EXCERPT TO READ =>
Hydrogen Aircraft. Beyond Aero
Hydrogen aircraft company Beyond Aero has reached an important design milestone for its hydrogen-electric business jet.
Beyond Aero has completed its Preliminary Design Review (PDR), a key step that confirms the aircraft’s concept is ready to move forward. It is also progressing with certification under CS-25 and Part 25 rules from European and U.S. regulators. This marks real progress as hydrogen aviation moves closer to becoming a practical industry.
Finishing this phase means the aircraft’s main systems, hydrogen storage, electric propulsion, cooling, fuel cells, and safety, have all been successfully integrated into a design that could be certified. The project will now move into detailed design, engineering work, and testing plans.
Hydrogen Aircraft. Beyond Aero
Hydrogen propulsion setup:
The jet will use two propfans powered by fuel-cell electric systems. It will run on compressed hydrogen stored at very high pressure (700 bar) in tanks mounted above the wings.

EXERCISES TO COMPLETE =>
a: According to the passage on Beyond Aero's hydrogen jet, at what pressure will the aircraft's compressed hydrogen be stored?
b: From the passage on Beyond Aero's hydrogen jet, echo the section that begins with the words "Finishing this phase" and ends with "above the wings.".

STORED DATA =>
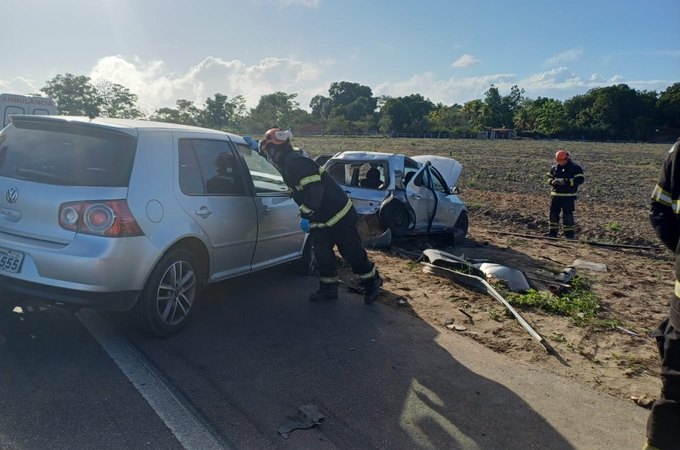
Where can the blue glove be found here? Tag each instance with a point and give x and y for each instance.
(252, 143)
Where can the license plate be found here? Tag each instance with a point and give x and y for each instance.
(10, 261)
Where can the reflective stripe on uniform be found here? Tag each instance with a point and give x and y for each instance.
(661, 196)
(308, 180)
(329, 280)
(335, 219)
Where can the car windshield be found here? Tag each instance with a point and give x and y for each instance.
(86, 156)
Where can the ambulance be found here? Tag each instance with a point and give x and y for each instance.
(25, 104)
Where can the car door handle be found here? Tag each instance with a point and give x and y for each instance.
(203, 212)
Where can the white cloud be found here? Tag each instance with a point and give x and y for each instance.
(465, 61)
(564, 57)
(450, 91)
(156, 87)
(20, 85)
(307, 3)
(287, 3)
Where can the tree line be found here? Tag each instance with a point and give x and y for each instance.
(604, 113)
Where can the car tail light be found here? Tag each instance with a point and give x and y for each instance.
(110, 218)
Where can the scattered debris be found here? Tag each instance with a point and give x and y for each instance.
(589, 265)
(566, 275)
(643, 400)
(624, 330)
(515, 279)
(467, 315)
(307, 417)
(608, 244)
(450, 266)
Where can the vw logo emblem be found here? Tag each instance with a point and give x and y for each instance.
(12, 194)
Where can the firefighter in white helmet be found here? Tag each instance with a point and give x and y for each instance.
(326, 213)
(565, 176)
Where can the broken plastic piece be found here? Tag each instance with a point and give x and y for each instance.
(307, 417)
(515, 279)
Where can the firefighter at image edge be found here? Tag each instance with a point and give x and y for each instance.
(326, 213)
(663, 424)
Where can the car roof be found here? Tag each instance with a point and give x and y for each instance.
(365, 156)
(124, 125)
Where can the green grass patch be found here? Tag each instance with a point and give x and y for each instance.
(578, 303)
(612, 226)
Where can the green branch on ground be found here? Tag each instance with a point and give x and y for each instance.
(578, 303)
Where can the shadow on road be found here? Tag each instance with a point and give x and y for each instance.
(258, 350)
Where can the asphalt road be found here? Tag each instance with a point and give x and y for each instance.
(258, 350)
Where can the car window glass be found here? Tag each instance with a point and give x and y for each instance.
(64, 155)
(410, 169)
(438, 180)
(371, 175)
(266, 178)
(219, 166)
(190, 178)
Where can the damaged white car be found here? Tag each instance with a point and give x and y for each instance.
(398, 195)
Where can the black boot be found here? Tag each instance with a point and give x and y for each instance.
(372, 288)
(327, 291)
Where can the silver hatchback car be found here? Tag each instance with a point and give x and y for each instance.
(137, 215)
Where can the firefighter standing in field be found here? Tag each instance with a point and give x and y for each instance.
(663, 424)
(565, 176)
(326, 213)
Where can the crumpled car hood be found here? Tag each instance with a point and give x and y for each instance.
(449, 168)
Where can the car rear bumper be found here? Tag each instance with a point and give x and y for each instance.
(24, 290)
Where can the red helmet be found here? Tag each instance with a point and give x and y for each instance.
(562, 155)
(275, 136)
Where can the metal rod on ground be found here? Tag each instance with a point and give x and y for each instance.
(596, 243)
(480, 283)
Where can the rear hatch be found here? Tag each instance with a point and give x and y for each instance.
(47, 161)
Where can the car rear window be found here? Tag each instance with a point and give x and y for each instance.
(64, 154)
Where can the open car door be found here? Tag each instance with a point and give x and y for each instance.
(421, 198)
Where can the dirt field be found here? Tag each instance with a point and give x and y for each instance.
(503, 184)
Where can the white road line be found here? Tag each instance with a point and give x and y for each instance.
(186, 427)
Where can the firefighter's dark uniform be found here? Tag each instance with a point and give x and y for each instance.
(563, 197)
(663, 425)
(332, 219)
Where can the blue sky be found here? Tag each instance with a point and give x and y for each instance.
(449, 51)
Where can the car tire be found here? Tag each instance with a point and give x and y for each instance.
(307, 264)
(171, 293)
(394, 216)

SOLUTIONS TO THE PROBLEMS =>
a: 700 bar

b:
Finishing this phase means the aircraft’s main systems, hydrogen storage, electric propulsion, cooling, fuel cells, and safety, have all been successfully integrated into a design that could be certified. The project will now move into detailed design, engineering work, and testing plans.
Hydrogen Aircraft. Beyond Aero
Hydrogen propulsion setup:
The jet will use two propfans powered by fuel-cell electric systems. It will run on compressed hydrogen stored at very high pressure (700 bar) in tanks mounted above the wings.